## Work instructions
1. Please reproduce the passage of the blog post on adoption from "2.    Jesus Christ" to "the first place." word for word.
2. In the blog post on adoption, list the actions of Jesus Christ stated in the sentences beginning "Jesus Christ came" and "He willingly laid down."

## Document excerpt
+++

Wednesday, April 21, 2010

When they never wanted a "savior."

A sweet sister and I have been emailing back and forth for weeks.  The Lord brought us together through adoption.  I have found great delight in encouraging her along the journey, which at times can be difficult.  We recently were discussing children who "never wanted a savior."  By this I mean, adopted children who think, either by their words or actions, that life in the institution was better than life in a family.  Let the email speak for itself.  I have disclosed names for privacy sake.

"The Lord placed something heavy on my heart after you shared about A not wanting to be part of your family.  We too have a child that, although she has never said it with words, does not enjoy being part of our family.  I began pondering and asking the Lord for wisdom--and He is always faithful to reveal the heart of the matter.  This is what He spoke to me, that I believe is going on with both A and our E.

1.    Did they, E and A, ever want a savior?  I use a small 's' as I am referring to us, our families as the savior--"someone who saves someone for a cause"  We, not just as adults who know better, but as born again believers in Jesus Christ, were impressed by the Lord that truly these children needed love, nurturing and a mother and father.  And we were willing, despite the sacrifices involved, to become a "savior" for these children.

2.    Jesus Christ came as the Savior of the world.  He willingly laid down His life, endured great suffering, for the "cause" of forgiving the sins of mankind.  He knew that without salvation the people of the world would die and go to hell.  He knew what was best, better.

But in both scenarios the "people" never wanted a savior in the first place.

+++

## Source data
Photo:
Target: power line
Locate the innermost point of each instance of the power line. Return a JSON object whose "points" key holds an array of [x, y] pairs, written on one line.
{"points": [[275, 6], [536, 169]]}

+++

## Answers to the tasks
1.
2.    Jesus Christ came as the Savior of the world.  He willingly laid down His life, endured great suffering, for the "cause" of forgiving the sins of mankind.  He knew that without salvation the people of the world would die and go to hell.  He knew what was best, better.

But in both scenarios the "people" never wanted a savior in the first place.

2.
- Came as the Savior of the world
- Willingly laid down His life
- Endured great suffering